───── PASSAGE PROVIDED ─────

Rare G.O.P. Species Runs for New Jersey Governor: A Moderate

HACKETTSTOWN, N.J. — The Republican candidate for governor of New Jersey sat on a plush beige couch in the Republican mayor’s condo, surrounded by Republican county officials and politicians, and offered up her plan to stem what is perhaps the state’s most daunting challenge — its deepening property tax crisis.

She adopted it, she said, from an unexpected source.

“This is a page out of the Democratic playbook, it really is,” Kim Guadagno, the lieutenant governor said, noting that the plan came from a proposal in deep-blue Illinois.

With Republicans controlling the White House, both chambers of Congress and having successfully fended off Democratic challenges in four special elections this year, the party is enjoying a dominance not seen for decades and has left the Democrats divided and demoralized. But as they’ve blazed a trail turning many parts of the country red, Republicans in traditionally blue states, like New Jersey, are facing longer odds than ever.

So as Ms. Guadagno begins her campaign in an era of uncompromising parties and demands for ideological purity, with candidates sprinting to the fringes to appeal to the loudest among their base, she is positioning herself as an increasingly rare breed in post-2016 Republican politics: a moderate.

While she toes the Republican line as a fiscal conservative, she embraces climate change as a credible threat that needs to be tackled, favors a pathway to citizenship for undocumented immigrants and supports same-sex marriage and abortion rights — all positions that put her at odds with many leaders in her party, including President Trump.

───── DATASET CONTENT ─────

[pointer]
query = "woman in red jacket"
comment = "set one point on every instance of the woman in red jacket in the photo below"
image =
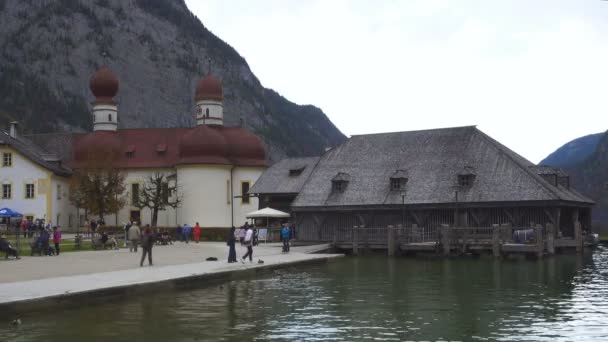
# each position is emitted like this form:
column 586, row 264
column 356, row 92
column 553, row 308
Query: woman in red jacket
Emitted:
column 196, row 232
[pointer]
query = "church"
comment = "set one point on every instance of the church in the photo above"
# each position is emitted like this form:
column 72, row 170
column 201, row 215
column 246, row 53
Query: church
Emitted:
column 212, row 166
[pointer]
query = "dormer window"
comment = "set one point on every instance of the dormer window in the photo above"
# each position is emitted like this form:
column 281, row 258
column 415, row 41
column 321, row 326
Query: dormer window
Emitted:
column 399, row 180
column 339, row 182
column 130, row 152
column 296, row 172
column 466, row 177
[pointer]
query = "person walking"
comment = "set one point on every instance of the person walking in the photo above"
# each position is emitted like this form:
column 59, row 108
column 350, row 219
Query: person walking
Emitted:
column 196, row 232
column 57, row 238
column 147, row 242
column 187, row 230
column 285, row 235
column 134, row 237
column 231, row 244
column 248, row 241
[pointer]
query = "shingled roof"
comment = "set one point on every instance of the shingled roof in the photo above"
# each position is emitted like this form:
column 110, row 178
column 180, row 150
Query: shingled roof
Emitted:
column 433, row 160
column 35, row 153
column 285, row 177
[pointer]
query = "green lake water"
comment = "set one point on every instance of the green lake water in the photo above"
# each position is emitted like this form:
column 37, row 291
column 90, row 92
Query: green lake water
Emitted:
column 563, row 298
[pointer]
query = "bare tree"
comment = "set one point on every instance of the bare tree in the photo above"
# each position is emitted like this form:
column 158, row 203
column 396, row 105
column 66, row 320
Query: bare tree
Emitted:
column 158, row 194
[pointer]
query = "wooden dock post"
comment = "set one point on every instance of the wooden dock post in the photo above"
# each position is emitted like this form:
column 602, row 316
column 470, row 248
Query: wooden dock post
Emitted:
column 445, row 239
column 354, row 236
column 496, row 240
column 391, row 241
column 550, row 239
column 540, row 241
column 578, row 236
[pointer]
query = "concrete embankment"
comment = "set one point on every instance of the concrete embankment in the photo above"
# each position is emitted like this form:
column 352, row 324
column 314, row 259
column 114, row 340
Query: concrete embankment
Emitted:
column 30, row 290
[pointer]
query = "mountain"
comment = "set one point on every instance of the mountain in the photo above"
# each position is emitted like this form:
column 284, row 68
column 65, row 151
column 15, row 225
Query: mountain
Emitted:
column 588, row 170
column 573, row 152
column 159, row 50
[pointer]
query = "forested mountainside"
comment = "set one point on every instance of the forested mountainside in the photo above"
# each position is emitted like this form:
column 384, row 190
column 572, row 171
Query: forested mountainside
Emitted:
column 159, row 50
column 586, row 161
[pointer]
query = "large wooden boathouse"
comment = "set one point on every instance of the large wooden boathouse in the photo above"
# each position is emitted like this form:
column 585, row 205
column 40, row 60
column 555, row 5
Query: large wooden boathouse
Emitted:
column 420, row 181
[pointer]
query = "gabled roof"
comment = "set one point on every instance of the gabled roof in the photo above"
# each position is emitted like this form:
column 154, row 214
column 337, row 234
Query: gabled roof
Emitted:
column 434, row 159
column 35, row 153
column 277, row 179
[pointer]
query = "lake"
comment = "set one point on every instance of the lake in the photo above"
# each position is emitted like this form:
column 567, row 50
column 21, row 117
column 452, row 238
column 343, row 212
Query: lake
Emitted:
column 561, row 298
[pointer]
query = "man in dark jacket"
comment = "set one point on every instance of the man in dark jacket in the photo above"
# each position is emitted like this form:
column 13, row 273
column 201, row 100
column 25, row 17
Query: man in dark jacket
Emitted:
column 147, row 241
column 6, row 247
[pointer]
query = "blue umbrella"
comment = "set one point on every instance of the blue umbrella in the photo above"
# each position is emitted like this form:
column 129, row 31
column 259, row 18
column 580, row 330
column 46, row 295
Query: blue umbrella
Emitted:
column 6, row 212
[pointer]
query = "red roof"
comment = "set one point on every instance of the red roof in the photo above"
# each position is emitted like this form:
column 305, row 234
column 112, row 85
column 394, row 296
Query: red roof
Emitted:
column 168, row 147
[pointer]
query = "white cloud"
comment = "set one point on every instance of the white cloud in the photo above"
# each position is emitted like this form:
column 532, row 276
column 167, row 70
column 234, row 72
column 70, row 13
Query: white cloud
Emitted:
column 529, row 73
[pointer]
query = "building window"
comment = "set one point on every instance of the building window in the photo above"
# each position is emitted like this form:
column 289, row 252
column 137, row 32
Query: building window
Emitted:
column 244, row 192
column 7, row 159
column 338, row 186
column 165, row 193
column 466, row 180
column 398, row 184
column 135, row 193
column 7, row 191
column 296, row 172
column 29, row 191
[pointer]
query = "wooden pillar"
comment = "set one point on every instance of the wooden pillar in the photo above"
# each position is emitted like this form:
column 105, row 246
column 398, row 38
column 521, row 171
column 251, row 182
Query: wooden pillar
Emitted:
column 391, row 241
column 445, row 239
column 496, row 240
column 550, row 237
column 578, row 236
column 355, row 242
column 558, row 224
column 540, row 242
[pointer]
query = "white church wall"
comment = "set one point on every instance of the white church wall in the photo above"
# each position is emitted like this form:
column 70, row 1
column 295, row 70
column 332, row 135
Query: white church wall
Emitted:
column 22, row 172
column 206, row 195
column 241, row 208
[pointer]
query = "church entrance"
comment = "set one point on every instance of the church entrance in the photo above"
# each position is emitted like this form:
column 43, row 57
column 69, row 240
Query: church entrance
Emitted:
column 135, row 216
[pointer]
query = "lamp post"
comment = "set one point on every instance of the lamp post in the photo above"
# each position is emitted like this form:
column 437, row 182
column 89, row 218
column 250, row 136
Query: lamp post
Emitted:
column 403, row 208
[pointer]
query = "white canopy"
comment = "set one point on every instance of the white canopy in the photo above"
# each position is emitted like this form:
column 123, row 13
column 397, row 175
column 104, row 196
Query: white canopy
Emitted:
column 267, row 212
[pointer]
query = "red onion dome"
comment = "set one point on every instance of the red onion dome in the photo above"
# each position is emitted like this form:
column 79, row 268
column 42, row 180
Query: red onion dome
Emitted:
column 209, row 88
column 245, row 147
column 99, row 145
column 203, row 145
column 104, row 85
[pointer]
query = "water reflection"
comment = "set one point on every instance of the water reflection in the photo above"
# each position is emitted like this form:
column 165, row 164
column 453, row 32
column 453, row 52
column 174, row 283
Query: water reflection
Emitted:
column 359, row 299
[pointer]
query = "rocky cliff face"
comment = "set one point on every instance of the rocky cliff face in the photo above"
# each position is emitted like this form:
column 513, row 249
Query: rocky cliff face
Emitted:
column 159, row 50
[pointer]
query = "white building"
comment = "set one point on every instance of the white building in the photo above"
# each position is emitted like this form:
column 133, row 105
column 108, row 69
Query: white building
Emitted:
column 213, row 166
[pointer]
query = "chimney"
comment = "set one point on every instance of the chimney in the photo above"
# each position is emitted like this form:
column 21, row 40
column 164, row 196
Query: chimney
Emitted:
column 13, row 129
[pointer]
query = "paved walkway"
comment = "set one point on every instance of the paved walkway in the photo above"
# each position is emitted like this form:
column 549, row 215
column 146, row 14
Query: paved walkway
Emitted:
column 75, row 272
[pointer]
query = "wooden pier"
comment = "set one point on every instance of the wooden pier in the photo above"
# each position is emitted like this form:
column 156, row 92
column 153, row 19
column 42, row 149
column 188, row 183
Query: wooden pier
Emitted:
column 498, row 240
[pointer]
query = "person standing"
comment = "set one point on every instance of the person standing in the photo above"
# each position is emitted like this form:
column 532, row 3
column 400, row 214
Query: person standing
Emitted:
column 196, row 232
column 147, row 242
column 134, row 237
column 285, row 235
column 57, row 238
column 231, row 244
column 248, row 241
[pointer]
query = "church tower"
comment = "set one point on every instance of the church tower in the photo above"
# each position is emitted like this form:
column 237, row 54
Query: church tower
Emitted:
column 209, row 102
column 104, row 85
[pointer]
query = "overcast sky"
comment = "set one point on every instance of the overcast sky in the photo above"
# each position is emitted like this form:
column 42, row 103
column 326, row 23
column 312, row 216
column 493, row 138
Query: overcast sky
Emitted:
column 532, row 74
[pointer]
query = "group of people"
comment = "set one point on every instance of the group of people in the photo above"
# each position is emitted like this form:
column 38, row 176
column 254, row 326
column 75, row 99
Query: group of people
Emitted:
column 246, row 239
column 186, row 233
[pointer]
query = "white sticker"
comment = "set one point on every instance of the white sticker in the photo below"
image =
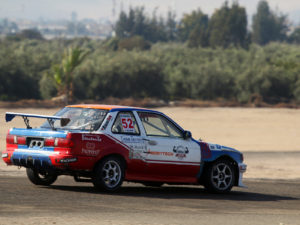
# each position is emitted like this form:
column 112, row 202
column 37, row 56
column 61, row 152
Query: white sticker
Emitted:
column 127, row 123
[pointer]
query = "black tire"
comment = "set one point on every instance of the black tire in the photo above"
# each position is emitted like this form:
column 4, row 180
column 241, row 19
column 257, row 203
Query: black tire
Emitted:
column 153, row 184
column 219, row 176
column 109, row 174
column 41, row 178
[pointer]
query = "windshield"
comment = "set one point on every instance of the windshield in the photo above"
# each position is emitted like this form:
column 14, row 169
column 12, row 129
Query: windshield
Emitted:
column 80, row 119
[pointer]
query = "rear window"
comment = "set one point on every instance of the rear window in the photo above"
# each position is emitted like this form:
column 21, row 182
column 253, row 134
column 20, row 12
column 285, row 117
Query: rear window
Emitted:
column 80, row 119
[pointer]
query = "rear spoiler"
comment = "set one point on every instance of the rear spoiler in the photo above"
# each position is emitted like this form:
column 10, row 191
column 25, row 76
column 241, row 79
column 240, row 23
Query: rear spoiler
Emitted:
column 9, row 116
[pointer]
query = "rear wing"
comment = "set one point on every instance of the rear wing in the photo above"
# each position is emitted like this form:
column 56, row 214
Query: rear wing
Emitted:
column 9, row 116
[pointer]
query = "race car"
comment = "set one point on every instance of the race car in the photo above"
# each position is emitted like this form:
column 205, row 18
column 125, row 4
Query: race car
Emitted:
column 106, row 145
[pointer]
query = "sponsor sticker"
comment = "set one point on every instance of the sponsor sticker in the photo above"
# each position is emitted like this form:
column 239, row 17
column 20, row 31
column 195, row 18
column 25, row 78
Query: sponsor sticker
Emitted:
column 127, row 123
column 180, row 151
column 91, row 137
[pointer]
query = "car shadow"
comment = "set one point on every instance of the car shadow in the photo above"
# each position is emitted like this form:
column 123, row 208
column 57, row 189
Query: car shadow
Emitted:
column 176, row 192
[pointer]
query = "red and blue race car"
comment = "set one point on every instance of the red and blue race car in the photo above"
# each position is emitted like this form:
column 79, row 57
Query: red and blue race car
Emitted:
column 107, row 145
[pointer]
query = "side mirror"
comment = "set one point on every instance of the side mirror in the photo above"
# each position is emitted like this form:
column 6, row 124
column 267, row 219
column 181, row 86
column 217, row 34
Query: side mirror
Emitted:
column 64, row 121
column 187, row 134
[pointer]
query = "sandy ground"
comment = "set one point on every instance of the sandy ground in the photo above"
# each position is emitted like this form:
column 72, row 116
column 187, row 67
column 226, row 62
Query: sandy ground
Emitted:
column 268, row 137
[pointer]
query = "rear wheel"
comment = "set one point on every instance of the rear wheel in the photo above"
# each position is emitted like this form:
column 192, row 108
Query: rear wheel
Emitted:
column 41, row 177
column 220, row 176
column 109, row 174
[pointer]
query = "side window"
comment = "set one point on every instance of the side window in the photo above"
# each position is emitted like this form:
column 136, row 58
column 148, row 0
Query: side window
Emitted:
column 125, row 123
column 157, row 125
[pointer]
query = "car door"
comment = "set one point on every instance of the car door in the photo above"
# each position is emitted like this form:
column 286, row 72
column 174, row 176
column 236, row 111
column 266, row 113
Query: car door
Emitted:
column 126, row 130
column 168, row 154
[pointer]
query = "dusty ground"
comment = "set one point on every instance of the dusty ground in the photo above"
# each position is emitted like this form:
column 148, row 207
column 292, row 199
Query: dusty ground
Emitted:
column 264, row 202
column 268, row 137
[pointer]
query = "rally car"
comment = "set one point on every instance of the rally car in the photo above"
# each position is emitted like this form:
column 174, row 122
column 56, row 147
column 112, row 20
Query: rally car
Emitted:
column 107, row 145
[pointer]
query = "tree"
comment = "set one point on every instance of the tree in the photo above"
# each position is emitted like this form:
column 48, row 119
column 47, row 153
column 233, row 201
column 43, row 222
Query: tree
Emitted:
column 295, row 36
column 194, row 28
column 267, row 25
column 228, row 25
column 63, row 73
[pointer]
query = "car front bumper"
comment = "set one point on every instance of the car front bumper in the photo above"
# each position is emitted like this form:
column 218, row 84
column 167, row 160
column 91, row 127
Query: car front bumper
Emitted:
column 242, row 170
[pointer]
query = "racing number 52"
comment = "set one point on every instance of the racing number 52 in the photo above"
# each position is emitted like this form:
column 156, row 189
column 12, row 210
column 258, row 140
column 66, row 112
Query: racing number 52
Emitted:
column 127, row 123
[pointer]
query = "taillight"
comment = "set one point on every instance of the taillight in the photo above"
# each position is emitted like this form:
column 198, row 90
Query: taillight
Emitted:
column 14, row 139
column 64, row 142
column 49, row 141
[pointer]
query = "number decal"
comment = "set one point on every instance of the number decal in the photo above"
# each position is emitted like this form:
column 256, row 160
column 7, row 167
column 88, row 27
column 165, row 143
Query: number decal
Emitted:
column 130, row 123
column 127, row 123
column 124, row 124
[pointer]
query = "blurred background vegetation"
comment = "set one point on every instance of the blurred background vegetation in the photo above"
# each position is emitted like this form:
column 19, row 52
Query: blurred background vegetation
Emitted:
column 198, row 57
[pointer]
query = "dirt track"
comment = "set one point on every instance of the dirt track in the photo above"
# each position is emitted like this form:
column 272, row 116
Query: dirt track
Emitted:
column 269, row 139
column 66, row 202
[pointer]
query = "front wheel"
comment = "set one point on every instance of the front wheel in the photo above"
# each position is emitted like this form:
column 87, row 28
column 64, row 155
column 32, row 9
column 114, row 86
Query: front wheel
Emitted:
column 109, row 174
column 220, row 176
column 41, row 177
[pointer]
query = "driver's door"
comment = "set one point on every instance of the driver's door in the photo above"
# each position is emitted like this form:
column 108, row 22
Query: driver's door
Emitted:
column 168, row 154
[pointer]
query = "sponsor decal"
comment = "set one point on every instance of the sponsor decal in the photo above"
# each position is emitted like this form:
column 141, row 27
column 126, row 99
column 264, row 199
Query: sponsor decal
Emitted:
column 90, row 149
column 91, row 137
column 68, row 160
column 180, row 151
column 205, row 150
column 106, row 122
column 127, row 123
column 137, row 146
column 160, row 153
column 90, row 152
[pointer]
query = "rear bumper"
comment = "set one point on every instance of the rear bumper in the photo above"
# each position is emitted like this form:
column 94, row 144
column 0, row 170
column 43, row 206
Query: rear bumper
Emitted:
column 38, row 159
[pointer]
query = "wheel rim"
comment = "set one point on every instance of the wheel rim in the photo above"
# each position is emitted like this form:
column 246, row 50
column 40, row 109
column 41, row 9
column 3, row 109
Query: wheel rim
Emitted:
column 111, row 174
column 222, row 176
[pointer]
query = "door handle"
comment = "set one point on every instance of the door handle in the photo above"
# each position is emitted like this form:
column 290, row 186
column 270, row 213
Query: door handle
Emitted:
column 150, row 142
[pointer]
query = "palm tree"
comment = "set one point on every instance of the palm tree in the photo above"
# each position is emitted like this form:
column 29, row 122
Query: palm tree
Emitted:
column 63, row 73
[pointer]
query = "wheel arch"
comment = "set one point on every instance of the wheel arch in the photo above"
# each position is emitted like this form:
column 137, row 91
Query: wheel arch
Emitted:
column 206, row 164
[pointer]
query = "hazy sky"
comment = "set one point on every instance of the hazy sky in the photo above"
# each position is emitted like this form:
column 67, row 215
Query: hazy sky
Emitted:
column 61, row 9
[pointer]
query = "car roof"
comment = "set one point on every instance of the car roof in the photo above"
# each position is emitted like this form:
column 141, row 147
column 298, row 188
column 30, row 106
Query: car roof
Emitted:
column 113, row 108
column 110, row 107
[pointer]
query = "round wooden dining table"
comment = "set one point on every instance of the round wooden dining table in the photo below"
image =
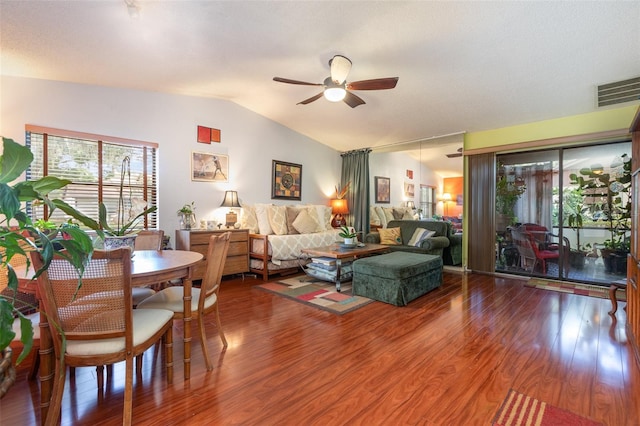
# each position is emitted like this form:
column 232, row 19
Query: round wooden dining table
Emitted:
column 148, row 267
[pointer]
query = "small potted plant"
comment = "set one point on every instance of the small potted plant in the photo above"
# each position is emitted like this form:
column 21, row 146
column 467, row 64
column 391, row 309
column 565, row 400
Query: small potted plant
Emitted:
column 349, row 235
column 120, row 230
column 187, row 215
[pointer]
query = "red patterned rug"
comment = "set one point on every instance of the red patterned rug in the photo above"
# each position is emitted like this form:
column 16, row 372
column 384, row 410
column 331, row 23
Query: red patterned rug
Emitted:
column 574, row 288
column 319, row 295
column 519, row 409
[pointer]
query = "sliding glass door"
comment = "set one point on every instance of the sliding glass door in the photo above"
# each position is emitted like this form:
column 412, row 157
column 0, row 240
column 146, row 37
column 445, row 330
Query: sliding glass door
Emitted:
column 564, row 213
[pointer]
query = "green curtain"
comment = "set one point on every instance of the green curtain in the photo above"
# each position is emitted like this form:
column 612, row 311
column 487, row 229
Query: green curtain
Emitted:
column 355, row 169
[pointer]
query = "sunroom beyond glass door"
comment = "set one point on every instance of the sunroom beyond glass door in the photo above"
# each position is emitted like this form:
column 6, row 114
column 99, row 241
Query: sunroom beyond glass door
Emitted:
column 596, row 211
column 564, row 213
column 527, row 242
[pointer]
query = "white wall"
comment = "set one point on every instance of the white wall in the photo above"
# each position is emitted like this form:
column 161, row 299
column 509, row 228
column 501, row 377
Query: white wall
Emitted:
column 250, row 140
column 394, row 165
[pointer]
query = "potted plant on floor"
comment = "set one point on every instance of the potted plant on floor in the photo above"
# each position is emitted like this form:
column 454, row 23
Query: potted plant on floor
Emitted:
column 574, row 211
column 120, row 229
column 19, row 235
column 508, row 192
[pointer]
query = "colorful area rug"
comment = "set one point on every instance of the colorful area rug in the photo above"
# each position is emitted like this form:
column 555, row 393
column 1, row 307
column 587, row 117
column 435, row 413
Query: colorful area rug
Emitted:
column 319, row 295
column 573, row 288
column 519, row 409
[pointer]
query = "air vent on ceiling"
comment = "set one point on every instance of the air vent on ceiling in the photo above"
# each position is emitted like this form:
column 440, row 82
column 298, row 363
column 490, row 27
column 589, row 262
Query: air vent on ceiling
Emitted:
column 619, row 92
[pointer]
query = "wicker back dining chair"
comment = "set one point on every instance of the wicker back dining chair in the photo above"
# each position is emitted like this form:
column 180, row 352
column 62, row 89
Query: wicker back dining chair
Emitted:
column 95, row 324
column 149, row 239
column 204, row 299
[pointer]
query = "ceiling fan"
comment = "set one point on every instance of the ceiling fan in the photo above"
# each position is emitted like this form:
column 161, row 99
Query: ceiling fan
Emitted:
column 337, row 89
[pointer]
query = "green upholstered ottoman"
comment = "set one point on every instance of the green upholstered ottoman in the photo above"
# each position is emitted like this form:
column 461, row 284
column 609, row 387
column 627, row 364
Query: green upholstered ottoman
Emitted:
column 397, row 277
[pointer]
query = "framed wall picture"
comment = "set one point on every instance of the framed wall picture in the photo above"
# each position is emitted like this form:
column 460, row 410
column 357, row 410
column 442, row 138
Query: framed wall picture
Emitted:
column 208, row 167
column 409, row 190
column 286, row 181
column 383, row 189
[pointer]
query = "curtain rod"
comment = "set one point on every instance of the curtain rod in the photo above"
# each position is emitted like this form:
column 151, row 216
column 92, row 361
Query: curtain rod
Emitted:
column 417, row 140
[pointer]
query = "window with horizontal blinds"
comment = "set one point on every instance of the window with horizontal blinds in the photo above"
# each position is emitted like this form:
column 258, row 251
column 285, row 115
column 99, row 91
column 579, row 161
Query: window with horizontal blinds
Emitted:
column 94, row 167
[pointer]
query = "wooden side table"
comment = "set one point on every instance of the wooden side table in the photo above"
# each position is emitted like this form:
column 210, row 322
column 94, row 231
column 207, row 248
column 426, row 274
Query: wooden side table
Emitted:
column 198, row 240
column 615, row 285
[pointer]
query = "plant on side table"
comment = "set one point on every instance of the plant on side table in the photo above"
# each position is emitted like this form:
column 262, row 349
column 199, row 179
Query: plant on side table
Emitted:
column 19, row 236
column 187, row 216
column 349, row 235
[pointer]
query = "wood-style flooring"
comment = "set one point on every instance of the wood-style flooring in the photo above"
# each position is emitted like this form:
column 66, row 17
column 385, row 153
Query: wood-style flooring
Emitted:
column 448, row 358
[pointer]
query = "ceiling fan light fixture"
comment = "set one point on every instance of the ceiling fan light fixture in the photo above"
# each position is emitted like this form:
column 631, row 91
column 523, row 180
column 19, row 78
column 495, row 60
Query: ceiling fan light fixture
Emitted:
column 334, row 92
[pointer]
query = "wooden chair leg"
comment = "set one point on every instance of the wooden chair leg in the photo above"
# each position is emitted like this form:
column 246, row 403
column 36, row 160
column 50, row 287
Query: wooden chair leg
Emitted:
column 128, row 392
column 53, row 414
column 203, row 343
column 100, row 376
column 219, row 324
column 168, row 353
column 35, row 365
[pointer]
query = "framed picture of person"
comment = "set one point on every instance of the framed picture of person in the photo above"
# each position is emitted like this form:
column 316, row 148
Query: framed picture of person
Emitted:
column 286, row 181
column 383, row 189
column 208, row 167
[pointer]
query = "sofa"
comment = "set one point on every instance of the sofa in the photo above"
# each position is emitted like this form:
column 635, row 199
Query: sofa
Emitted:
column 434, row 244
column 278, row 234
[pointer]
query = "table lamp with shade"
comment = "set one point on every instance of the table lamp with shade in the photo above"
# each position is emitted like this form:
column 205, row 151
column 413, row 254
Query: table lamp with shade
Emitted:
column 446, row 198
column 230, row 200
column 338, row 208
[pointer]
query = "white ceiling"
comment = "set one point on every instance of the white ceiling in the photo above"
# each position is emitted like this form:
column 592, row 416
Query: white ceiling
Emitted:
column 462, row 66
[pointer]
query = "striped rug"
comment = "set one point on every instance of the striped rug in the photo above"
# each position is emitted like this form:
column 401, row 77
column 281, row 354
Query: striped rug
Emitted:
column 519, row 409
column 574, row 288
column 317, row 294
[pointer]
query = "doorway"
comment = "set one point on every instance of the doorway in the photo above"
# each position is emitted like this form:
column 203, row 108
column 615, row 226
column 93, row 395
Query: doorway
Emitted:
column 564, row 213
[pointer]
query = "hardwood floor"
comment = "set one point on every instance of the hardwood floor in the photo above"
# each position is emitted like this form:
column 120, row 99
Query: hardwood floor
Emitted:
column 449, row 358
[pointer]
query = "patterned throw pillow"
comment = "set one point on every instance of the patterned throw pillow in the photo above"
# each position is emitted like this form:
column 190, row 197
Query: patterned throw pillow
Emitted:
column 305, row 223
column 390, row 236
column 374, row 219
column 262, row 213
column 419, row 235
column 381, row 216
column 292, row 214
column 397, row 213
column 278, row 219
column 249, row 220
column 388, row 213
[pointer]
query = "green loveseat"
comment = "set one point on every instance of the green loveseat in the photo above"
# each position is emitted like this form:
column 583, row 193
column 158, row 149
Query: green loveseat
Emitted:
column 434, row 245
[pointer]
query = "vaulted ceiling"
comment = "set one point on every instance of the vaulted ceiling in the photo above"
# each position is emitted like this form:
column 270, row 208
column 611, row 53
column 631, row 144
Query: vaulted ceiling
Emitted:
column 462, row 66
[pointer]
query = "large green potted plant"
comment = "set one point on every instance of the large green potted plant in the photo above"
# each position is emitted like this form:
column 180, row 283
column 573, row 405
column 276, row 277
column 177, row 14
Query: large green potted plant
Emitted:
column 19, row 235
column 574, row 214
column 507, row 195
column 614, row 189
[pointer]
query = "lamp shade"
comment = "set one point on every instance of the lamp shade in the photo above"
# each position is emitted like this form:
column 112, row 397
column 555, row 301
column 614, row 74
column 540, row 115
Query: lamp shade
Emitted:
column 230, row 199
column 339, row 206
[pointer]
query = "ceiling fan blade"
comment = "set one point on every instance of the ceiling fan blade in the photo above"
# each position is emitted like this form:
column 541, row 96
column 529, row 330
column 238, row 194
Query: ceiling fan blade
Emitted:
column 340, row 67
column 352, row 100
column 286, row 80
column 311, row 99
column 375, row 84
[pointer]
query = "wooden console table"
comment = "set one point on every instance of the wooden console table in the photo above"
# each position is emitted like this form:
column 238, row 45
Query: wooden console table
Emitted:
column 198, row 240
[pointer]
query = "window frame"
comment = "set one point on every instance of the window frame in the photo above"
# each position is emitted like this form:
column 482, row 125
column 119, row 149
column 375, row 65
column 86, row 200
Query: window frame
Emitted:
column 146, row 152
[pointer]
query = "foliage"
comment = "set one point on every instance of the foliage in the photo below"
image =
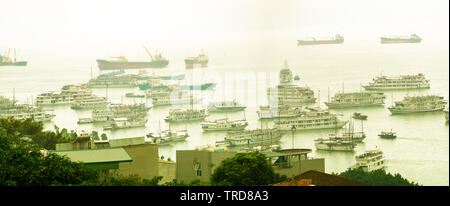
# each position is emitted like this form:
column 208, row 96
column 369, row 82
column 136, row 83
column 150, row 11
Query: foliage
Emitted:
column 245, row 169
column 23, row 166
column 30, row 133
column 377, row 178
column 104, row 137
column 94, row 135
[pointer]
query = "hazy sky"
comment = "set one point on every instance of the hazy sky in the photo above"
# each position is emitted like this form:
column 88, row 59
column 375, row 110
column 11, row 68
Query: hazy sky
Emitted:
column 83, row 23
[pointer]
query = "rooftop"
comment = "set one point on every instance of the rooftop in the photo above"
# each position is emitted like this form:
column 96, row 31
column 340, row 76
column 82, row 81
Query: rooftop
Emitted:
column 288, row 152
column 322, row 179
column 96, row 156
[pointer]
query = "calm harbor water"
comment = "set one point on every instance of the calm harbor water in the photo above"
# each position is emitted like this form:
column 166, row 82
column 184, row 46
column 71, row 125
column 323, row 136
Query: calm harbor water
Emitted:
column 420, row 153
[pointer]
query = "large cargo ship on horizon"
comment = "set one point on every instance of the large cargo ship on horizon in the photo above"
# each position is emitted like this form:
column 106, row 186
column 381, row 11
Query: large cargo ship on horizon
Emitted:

─────

**EXERCISE GOAL:** Please pick up the article about Kim Guadagno's run for New Jersey governor after its final sentence and keep writing it.

**RESPONSE TO THIS EXERCISE:**
“I would call myself a libertarian,” she said in an interview, referring to her views on issues like abortion and same-sex marriage. “Stay out of my house; stay out of my home. Don’t tell me what to do with my body and my family. That’s really where I am on it.”

She does, however, wrap some of her policies in more right-leaning Republican rhetoric. While she promotes a path to citizenship and not breaking up families, she also opposes so-called sanctuary cities.

Her platform is clearly aimed at New Jersey’s large concentration of independent voters and is more in sync with Republican politicians like Thomas Kean, a revered former governor, than the man she currently serves, Gov. Chris Christie, who now officially ranks as the most unpopular governor in state history, according to a recent poll by Quinnipiac University.

Ms. Guadagno’s willingness to lean left on social issues represents her best and perhaps only chance at eking out what would be a major political upset. The Quinnipiac poll, which is the first on the governor’s race, found her trailing Philip D. Murphy, the Democratic nominee, by a 2-to-1 margin. Given the intense dislike of Mr. Christie and the fact that registered Democrats outnumber Republicans by about 800,000 voters, Ms. Guadagno faces a difficult political climate in an increasingly blue state.

“Going the moderate side this year, I can see it as an uphill battle,” said Michael Ghassali, 52, the Republican mayor of Montvale who campaigned alongside Ms. Guadagno at a recent charity event for hungry children in East Rutherford. “But I’m in full support of her.”

Despite the unfavorable odds, the Republican Party apparatus is mobilizing behind Ms. Guadagno. Hours after Ms. Guadagno won her primary election, the Republican Governor’s Association began an email blast campaign against Mr. Murphy, labeling him as “D-Goldman Sachs” and calling him an “out of touch political insider.”

Ms. Guadagno has worked the campaign trail with a breezy flair, heavy on both chuckles and whispers as she banters with voters, often punctuating a greeting with laughter.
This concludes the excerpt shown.